### What the task requires
List every passage that the excerpt about Mr. Jobs's health places inside quotation marks, in the order in which they appear.

-- Page excerpt follows --

The disclosure immediately sparked new concerns about how much information Apple was keeping to itself on Mr. Jobs's health. Medical and corporate-governance experts earlier this month had challenged Mr. Jobs's disclosure about a hormone imbalance as too general and had criticized Apple for not providing fuller background on the state of the CEO's health. Several medical experts suggested the hormone imbalance could be related to the tumor surgeons removed from Mr. Jobs's pancreas.

The announcement raises questions about "whether we have been getting the full story for the past year" about Mr. Jobs's health, added Jeffrey Sonnenfeld, a senior associate dean at Yale University's School of Management. Wednesday's letter "is less forthcoming" than the Jan. 5 one, but the Apple leader should have revealed "what the new health issues are."

Apple declined to comment, but in the letter, Mr. Jobs says that he just learned "during the past week" that the health-related issues are more complex than he had thought.

-- Page excerpt concluded --
-- Given information follows --

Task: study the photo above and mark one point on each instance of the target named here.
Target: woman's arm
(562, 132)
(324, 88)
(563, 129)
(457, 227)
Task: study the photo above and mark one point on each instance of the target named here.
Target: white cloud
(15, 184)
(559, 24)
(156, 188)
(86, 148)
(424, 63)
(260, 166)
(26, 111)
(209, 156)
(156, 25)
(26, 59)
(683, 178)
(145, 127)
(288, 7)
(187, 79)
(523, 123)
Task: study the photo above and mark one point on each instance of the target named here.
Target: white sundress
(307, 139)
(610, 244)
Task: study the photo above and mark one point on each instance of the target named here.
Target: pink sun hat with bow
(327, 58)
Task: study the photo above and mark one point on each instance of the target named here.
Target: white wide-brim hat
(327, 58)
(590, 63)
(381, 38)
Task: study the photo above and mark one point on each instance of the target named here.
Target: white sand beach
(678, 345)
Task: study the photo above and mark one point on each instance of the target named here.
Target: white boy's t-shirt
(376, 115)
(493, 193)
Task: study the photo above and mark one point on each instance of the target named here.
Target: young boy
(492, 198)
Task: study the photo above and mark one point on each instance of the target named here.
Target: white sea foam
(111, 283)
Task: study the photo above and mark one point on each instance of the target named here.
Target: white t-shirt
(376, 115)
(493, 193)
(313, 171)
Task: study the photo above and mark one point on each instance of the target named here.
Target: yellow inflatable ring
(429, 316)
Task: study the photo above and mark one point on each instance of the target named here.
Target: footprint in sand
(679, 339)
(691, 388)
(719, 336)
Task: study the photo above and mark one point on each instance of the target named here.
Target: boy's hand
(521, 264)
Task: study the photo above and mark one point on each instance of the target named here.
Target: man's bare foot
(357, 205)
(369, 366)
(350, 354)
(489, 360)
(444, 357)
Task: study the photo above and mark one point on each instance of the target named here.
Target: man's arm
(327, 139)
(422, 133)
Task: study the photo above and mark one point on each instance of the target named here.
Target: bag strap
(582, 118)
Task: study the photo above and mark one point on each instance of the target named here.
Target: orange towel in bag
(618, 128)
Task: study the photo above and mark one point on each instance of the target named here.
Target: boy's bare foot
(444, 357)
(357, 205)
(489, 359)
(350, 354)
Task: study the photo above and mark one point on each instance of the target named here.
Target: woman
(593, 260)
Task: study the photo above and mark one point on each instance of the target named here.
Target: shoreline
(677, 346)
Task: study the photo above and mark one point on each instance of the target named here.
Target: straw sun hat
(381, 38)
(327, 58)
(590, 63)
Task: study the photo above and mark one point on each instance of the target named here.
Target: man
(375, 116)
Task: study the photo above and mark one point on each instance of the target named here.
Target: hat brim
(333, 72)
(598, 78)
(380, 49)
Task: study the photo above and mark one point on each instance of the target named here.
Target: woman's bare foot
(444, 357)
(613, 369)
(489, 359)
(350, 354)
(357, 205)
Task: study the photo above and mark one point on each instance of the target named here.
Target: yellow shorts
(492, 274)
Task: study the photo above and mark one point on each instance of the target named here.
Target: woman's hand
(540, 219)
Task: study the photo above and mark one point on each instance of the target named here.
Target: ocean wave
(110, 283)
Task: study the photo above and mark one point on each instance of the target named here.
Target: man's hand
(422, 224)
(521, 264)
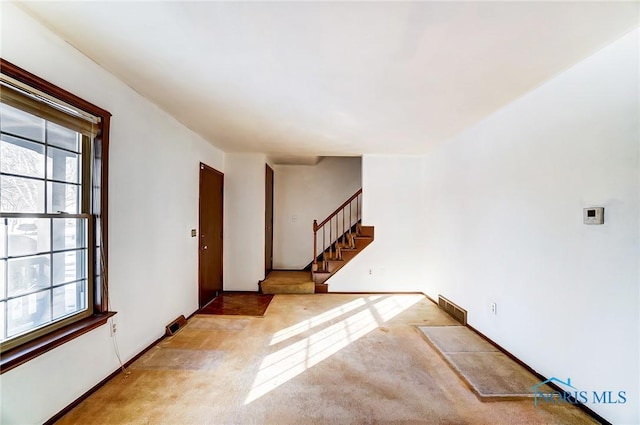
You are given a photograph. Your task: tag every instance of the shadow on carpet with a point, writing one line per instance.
(238, 304)
(491, 374)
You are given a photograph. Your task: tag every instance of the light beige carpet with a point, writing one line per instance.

-- Given information concluded --

### Solution for this problem
1. "whether we have been getting the full story for the past year"
2. "is less forthcoming"
3. "what the new health issues are."
4. "during the past week"